[TASK GOAL]: In the records below, find the line that contains "Note: pick out every instance of the concrete step". Retype that line and all the lines after it through the end, leaving out the pictures.

****************************************

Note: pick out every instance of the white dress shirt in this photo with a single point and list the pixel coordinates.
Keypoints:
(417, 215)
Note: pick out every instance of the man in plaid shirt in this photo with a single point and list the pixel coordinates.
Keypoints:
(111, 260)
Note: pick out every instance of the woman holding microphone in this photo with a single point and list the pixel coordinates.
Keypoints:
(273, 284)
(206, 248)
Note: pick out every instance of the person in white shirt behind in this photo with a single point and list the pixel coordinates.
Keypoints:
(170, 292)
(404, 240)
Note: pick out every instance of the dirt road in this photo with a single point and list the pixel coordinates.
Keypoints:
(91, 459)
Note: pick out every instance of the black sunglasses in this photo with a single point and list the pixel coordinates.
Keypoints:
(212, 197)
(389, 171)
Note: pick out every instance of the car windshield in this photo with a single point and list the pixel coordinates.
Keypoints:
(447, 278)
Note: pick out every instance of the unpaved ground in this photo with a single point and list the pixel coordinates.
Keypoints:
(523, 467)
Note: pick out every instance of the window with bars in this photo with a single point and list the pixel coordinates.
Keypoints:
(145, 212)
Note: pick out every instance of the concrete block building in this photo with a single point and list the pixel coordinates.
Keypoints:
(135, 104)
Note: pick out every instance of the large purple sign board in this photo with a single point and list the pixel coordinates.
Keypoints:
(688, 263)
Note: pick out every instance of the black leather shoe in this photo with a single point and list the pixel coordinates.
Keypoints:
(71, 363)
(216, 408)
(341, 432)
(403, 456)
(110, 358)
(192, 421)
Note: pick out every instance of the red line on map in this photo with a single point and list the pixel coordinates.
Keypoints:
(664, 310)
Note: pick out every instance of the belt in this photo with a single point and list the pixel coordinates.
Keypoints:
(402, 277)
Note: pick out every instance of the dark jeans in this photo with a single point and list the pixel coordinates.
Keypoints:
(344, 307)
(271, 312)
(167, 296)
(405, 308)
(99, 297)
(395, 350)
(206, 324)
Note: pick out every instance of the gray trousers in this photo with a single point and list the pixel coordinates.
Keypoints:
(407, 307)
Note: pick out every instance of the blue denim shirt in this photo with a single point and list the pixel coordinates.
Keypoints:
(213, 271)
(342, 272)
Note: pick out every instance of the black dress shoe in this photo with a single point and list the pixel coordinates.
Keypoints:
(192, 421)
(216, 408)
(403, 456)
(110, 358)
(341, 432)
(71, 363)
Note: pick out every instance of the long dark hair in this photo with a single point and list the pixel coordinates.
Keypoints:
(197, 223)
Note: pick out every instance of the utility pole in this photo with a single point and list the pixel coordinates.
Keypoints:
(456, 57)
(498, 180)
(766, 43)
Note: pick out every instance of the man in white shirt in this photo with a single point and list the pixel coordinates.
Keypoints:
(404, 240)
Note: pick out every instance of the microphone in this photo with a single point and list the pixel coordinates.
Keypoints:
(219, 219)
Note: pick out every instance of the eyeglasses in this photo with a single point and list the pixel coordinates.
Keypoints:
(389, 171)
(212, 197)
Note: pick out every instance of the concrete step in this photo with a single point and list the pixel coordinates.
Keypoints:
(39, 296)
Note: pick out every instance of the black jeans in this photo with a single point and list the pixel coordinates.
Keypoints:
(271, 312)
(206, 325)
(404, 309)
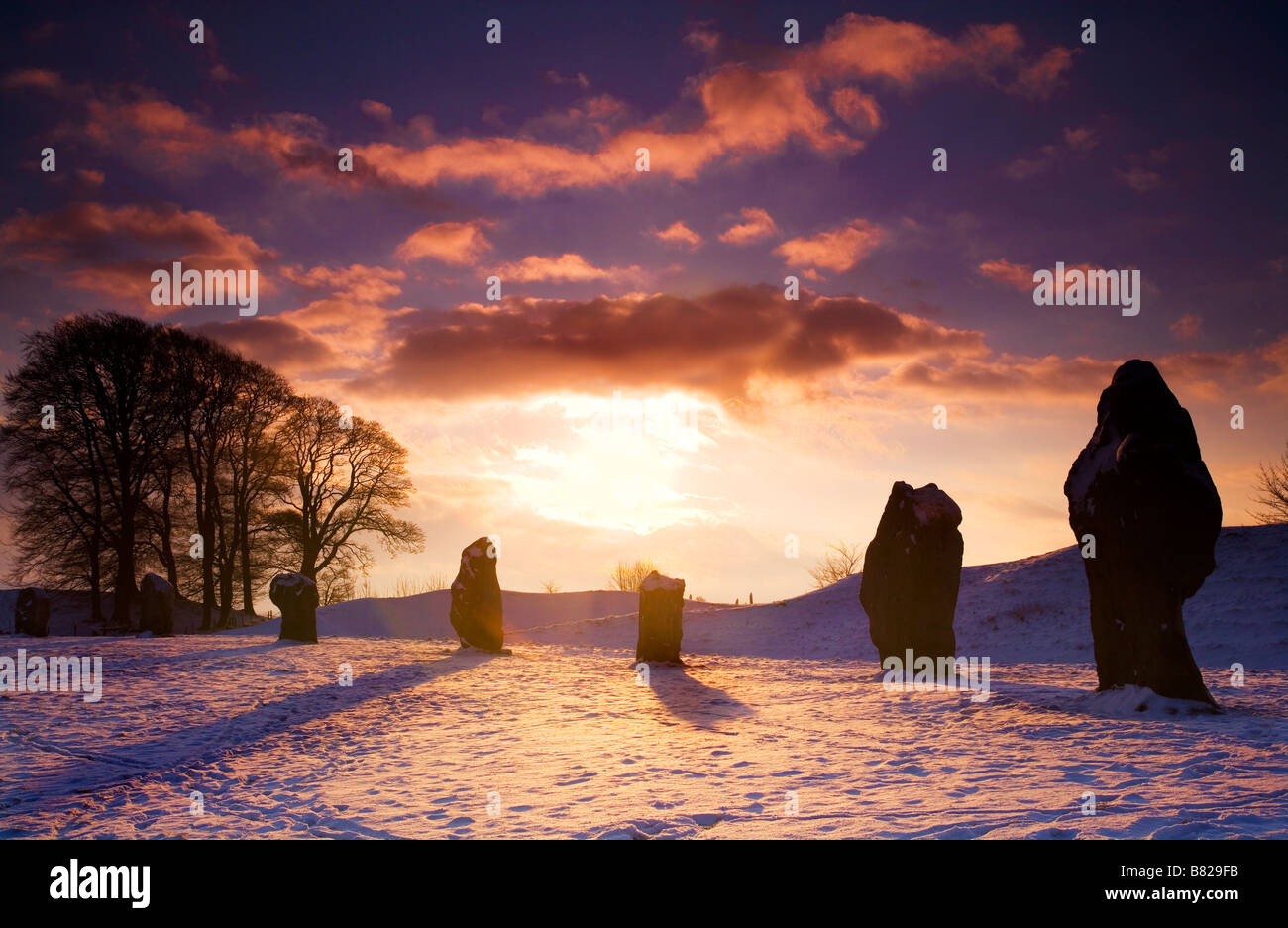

****************************************

[ANSWER AREA]:
Note: pick out every instance of the concrete step in this photo with a single point and list the pixel coordinates.
Keypoints:
(39, 296)
Note: pick out every instance of the black jeans in this photo with a single point and list the pixel coordinates.
Keypoints:
(271, 312)
(206, 325)
(404, 309)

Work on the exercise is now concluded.